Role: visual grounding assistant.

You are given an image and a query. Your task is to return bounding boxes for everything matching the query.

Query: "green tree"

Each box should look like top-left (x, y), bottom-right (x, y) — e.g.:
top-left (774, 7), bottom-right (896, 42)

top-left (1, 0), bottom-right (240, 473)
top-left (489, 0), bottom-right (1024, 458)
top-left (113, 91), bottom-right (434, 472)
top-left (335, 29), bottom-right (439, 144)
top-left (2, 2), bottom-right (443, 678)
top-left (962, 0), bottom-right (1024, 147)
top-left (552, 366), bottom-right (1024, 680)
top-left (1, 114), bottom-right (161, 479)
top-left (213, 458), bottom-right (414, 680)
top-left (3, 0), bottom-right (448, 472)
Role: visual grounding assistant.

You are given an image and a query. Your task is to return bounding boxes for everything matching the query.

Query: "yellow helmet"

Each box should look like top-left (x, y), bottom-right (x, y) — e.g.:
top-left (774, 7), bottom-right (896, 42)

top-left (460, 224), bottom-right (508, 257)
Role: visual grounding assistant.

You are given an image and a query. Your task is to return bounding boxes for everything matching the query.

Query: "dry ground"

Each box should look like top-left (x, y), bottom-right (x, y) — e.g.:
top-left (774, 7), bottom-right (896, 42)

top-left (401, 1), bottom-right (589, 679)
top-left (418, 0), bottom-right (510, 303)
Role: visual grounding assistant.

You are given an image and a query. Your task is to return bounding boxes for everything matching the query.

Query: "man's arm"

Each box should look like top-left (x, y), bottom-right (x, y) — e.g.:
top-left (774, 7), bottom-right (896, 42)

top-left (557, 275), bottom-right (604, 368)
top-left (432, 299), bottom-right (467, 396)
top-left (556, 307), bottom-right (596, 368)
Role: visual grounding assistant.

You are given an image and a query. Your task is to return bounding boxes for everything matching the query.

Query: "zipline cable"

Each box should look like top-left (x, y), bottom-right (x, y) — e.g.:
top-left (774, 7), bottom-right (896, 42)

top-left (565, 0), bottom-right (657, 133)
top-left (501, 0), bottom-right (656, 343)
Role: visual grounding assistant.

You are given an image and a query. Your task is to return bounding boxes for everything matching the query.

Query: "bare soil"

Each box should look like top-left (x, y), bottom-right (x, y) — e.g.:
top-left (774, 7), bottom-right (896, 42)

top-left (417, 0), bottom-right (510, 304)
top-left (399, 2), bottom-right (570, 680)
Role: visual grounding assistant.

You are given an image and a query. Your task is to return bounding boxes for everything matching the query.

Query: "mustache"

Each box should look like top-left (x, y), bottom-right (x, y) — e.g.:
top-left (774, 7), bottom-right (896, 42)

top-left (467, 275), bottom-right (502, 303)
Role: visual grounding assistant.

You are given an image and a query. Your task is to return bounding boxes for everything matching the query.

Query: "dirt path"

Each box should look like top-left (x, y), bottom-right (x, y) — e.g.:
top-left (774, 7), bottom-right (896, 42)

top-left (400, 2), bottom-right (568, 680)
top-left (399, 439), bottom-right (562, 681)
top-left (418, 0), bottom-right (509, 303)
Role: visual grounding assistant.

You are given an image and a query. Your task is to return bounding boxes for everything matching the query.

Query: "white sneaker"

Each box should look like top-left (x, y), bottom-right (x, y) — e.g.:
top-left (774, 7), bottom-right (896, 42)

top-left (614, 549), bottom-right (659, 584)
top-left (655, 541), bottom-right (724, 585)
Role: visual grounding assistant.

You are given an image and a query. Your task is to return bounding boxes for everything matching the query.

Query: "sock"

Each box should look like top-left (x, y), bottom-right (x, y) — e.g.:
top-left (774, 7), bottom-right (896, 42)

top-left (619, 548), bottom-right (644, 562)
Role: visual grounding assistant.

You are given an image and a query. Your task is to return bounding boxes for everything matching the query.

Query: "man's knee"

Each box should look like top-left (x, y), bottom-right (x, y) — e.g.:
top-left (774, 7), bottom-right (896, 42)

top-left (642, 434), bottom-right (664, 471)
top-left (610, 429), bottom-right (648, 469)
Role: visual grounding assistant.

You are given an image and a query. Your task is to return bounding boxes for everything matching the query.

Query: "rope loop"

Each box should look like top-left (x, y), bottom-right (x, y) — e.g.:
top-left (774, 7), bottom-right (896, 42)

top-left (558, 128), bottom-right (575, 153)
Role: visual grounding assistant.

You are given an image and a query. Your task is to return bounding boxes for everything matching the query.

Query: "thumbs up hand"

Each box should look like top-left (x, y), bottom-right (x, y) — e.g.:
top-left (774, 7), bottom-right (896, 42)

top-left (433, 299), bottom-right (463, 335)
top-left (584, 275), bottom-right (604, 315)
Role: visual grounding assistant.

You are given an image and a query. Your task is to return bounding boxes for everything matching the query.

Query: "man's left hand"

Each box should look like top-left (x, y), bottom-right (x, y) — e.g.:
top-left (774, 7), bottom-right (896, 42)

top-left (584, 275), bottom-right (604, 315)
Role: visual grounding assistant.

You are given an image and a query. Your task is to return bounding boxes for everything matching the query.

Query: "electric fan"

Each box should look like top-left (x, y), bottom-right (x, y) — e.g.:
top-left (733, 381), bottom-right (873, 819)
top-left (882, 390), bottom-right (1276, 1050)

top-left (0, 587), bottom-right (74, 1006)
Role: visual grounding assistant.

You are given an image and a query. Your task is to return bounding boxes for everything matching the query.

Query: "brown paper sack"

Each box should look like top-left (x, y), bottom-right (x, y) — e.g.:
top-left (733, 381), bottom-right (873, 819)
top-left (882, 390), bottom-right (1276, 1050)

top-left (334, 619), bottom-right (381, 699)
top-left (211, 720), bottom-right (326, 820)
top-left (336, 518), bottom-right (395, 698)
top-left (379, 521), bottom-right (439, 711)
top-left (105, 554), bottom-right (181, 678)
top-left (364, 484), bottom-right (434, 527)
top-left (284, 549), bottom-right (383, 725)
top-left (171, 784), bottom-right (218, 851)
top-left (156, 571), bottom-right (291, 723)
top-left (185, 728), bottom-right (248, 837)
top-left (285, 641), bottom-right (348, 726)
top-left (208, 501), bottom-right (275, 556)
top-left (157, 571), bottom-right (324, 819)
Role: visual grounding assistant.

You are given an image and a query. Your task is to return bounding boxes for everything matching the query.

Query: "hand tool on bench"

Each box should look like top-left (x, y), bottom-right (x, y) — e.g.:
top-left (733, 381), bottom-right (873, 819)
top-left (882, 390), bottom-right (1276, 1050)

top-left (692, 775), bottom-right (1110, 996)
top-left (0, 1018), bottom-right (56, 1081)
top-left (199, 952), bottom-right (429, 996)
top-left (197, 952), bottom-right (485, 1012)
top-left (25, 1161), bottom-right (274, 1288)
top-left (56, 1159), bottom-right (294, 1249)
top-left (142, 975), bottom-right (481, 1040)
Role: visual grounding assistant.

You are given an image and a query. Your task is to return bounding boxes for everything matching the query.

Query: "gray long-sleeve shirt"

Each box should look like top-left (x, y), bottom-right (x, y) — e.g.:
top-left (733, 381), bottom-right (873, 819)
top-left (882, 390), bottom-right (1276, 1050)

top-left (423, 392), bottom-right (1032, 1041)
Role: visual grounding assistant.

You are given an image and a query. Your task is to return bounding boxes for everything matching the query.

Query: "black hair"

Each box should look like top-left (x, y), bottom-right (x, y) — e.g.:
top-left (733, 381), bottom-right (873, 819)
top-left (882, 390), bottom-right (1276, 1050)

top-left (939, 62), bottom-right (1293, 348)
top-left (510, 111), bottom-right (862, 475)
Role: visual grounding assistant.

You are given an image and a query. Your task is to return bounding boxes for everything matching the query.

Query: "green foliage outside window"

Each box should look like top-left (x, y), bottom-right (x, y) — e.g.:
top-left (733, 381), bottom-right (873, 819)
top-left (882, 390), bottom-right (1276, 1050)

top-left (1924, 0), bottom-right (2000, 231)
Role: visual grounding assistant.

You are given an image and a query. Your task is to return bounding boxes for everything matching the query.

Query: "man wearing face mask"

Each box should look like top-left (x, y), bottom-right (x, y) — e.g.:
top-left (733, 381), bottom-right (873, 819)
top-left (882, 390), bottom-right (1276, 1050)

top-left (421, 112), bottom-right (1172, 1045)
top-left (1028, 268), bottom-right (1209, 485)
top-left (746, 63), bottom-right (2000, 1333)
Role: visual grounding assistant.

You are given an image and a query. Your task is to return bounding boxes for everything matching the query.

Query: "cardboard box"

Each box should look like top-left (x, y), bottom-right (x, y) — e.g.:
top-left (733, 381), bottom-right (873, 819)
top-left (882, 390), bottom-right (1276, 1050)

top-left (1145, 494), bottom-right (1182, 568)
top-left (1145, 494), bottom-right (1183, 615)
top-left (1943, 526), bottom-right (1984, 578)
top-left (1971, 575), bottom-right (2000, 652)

■ ■ ■

§ **PROBLEM DETAILS**: Check the listing above for lines containing the string "hand", and copy each one.

§ **ANSWER SPACE**:
Query: "thumbs up hand"
Query: "man's left hand"
Query: "hand tool on bench"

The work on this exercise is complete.